*** Source document
The Beginnings

Diagnosis
My mother is 81 years old. She's had a very full life raising eight children. About four or five years ago, there were several changes in her behavior. The first change I recall is depression. She has probably been depressed since 1983 when my father died, but she never really expressed it. She became more openly emotional. She would get very tearful and tell me how lonely she felt now that her husband, sister, mother, and brother were deceased. This in spite of having at many of her children and grandchildren around her almost all the time. She expressed a real sense of lose and longing for another time in her life. This was a conversation that would happen almost every single time I saw her or talked to her on the phone.

Another big change was in her ability to communicate. At first, she couldn't remember the simplest words, like "store" or "car". I found myself alternating between helping her complete the thought or patiently waiting to give her time to do it herself. It progressively got to the point that it was very difficult for her to have a conversation.
******
*** Raw data
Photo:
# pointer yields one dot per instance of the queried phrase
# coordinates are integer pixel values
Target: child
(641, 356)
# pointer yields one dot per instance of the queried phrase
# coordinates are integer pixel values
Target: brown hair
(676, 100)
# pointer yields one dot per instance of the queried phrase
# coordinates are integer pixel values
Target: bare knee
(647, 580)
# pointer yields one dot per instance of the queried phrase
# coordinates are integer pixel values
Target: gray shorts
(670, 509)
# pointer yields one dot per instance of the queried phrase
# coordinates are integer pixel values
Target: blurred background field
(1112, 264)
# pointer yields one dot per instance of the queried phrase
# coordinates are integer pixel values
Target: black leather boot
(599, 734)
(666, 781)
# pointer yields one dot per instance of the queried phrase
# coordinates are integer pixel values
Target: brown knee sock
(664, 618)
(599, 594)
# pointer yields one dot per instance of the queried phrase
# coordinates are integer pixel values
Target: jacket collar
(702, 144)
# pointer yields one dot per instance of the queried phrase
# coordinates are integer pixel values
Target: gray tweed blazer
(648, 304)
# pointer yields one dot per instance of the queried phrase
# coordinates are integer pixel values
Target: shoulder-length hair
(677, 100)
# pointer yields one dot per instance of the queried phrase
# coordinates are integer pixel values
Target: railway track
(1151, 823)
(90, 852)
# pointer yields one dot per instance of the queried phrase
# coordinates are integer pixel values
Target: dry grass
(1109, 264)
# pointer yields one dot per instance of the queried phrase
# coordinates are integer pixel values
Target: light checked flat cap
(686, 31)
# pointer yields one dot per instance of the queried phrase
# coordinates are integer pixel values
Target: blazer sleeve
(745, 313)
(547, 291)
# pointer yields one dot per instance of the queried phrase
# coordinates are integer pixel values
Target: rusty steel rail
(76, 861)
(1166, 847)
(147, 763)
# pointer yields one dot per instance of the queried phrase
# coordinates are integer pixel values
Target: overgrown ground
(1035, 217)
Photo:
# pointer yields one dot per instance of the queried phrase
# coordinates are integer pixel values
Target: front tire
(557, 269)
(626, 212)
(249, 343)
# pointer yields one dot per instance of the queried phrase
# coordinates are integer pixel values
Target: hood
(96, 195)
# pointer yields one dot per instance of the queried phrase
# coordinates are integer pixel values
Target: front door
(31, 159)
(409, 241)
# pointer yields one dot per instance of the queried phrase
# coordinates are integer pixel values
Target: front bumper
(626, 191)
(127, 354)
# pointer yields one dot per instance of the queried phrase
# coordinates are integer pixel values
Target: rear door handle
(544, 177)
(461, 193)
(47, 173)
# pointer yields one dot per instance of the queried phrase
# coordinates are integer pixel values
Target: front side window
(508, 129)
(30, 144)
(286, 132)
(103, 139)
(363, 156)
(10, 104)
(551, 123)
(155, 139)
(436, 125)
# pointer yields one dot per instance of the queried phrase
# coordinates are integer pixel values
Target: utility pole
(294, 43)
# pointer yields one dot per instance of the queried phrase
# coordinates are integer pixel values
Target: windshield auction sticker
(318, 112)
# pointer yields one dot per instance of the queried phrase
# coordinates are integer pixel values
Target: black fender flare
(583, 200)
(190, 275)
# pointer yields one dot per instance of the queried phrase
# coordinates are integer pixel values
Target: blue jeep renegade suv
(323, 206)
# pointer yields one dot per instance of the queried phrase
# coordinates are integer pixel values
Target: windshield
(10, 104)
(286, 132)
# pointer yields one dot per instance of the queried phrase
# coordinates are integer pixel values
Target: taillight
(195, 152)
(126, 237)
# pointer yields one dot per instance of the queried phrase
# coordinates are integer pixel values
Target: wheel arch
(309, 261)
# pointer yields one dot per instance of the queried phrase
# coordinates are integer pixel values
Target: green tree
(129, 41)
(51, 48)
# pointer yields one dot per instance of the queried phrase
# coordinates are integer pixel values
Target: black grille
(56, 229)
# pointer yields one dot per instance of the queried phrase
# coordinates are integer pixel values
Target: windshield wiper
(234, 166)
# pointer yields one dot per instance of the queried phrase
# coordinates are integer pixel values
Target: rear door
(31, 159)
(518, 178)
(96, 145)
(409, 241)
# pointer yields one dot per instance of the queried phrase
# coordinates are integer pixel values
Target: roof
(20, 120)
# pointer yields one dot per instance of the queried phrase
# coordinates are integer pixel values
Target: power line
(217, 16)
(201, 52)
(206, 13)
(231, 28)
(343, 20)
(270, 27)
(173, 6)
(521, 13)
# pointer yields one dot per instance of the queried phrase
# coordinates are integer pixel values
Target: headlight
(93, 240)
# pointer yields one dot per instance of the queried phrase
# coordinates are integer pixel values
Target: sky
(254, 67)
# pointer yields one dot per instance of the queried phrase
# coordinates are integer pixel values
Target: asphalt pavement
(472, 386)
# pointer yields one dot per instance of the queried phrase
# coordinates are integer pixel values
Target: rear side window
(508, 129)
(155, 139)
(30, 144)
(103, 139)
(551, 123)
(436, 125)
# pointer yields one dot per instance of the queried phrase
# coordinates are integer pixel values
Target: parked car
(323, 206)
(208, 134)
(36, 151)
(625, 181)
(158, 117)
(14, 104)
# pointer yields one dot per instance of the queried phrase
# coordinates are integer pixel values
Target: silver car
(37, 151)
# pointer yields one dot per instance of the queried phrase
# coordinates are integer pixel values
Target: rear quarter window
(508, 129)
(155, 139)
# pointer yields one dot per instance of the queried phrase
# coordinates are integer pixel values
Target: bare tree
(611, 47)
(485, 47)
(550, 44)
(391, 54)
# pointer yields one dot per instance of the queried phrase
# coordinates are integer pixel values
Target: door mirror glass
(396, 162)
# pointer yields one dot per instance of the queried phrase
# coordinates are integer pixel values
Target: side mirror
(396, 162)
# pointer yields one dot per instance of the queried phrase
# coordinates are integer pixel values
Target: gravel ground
******
__Task item 1__: From the account of the mother's diagnosis, repeat the text between "The Beginnings" and "on the phone.", inclusive.
__Task item 2__: Using the account of the mother's diagnosis, rewrite the paragraph beginning "Another big change was in her ability to communicate" as a short bulleted list that keeps its main facts.
__Task item 3__:
Based on the account of the mother's diagnosis, does each statement agree with the text? Answer yes or no for each and quote the words that decide it.
(a) The mother raised eight children.
(b) The father died in 1983.
(c) The first change the writer recalls is trouble remembering words.

__Answer section 1__:
The Beginnings

Diagnosis
My mother is 81 years old. She's had a very full life raising eight children. About four or five years ago, there were several changes in her behavior. The first change I recall is depression. She has probably been depressed since 1983 when my father died, but she never really expressed it. She became more openly emotional. She would get very tearful and tell me how lonely she felt now that her husband, sister, mother, and brother were deceased. This in spite of having at many of her children and grandchildren around her almost all the time. She expressed a real sense of lose and longing for another time in her life. This was a conversation that would happen almost every single time I saw her or talked to her on the phone.

__Answer section 2__:
- Her ability to communicate changed a great deal.
- At first she couldn't remember simple words like "store" or "car."
- The writer alternated between helping her finish a thought and waiting patiently so she could finish it herself.
- Over time, conversation became very difficult for her.

__Answer section 3__:
(a) Yes: "She's had a very full life raising eight children."
(b) Yes: "since 1983 when my father died"
(c) No: "The first change I recall is depression."